CHALLENGES:
1. In the blog post about possibly moving, why does the writer consider it unwise to keep up Wally's current travel arrangement over the long run?
2. Give every line of the annotated coordinate records as a JSON list of strings, one string per line, leaving out blank lines.

PASSAGE TO READ:
Monday, May 16, 2011

What to do? What to do?

Crazy.

I feel like that's what the last month has been like.

Between working 40 hrs a week, fitting in what seems to be a tonne of coffee dates with old friends from out of town, a couple of bridal showers out of town, Easter and Mother's day gatherings, and getting back to the gym (or at least trying to with my new free membership), life has just seemed over the top.

It's been exactly what I didn't want after we got back from Thailand.

The visits with old friends have been great but always seem sandwiched between a bunch of obligations that have left me sapped for energy.

The weather has also been more rainy than not and never at the right time. Our front and backyards look terrible and no doubt our neighbours are ready for us to put a 'For Sale' sign out.

Speaking of which this idea too has popped up.

Wally and I have been talking a lot about moving somewhere a bit more conducive to his job. As it turns out not long after we bought our house he began traveling a lot more. Once a week he goes down the busiest highway in the country a good hour, and often he travels a couple hours down that same highway in the same direction to another city for work as well. Right now he gets paid mileage from our house to these places, which is costing us nothing ultimately for his travels in general (the days he doesn't go further he still drives over a half hour away to work). But, gas prices have sky rocketed and it would not be smart for us to continue this in the long run. Especially if I'm going to only work part time when (if it ever happens!) we have kids.

*sigh*

Moving also costs money though and requires much thought.

Do we move to the city he'll work in mostly? Will he have that job long enough to make it worth while? Do we want to raise our children there? I would have to give up the only agency I'd ever work in related to my field. There are tonnes of jobs everywhere in my field but I honestly don't think I could work in a group home again or under a different philosophy either, I just couldn't do it.

Annotated coordinate records
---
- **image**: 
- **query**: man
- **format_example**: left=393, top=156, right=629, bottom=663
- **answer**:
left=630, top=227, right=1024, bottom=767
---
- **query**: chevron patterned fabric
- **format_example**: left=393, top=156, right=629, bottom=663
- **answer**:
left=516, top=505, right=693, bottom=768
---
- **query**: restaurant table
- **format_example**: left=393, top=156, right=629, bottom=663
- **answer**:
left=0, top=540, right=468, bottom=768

RESULTS OF THE EXERCISE:
1. Gas prices have skyrocketed, so continuing the long drives would not be smart in the long run, even though his mileage pay currently covers the travel. This matters even more because the writer plans to work only part time once they have kids.

2.
[
  "---",
  "- **image**: ",
  "- **query**: man",
  "- **format_example**: left=393, top=156, right=629, bottom=663",
  "- **answer**:",
  "left=630, top=227, right=1024, bottom=767",
  "---",
  "- **query**: chevron patterned fabric",
  "- **format_example**: left=393, top=156, right=629, bottom=663",
  "- **answer**:",
  "left=516, top=505, right=693, bottom=768",
  "---",
  "- **query**: restaurant table",
  "- **format_example**: left=393, top=156, right=629, bottom=663",
  "- **answer**:",
  "left=0, top=540, right=468, bottom=768"
]